## [Task requirements]
Reproduce the listing below word for word, beginning with its first line and continuing through the line that contains "334, 2, 493, 478", with both of those lines included.

[Coordinate annotation entries]
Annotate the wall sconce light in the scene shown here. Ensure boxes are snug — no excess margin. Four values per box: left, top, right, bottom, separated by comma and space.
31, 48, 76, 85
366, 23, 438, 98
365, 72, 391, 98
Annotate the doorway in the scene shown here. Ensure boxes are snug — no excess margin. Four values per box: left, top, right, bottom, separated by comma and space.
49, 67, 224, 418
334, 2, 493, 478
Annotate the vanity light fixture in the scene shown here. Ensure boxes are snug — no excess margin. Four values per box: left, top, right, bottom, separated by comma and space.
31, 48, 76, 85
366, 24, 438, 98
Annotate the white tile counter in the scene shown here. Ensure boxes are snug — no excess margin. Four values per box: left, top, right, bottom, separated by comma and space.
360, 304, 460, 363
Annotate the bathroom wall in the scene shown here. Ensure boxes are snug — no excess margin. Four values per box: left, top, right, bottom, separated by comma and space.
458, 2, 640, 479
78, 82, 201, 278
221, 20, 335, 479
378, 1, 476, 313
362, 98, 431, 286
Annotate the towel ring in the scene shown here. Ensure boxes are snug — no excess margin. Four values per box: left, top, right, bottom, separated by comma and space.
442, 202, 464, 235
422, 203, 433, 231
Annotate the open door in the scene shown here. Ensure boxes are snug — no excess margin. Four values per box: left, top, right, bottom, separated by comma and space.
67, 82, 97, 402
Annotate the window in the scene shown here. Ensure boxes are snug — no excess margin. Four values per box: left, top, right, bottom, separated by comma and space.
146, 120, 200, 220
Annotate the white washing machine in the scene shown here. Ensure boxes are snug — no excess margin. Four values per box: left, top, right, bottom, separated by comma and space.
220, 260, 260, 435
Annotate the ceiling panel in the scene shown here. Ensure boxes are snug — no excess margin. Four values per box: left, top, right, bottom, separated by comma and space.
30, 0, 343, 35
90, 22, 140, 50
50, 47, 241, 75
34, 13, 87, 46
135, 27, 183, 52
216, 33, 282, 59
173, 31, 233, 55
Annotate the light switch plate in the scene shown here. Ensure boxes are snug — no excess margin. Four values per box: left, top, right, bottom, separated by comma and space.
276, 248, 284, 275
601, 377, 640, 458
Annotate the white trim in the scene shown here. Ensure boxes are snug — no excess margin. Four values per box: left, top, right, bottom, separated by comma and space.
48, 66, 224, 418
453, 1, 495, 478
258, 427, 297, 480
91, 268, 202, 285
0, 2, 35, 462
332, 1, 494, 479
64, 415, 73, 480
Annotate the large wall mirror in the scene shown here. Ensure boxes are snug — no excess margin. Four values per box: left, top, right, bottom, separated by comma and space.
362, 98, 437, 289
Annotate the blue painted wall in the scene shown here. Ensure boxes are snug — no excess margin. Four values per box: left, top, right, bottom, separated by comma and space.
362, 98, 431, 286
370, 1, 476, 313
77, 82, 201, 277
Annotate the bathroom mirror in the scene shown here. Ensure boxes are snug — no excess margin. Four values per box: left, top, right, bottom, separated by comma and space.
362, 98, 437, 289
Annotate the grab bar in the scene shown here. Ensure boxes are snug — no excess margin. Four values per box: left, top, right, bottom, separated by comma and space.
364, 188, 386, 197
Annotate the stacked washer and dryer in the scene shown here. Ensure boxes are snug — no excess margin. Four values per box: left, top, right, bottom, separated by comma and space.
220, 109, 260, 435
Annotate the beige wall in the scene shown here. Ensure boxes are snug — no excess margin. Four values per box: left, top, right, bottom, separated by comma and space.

## [Output for this task]
Annotate the wall sconce light in the scene shown here. Ensure boxes are snug — no excess margin. Four values per box: left, top, right, bottom, separated by comma and space.
31, 48, 76, 85
366, 23, 438, 98
365, 72, 391, 98
Annotate the doorway in the scene shown here. Ensure boxes are snug — no excess margin. Four values per box: left, top, right, bottom, separated by comma and space.
49, 67, 224, 418
334, 2, 493, 478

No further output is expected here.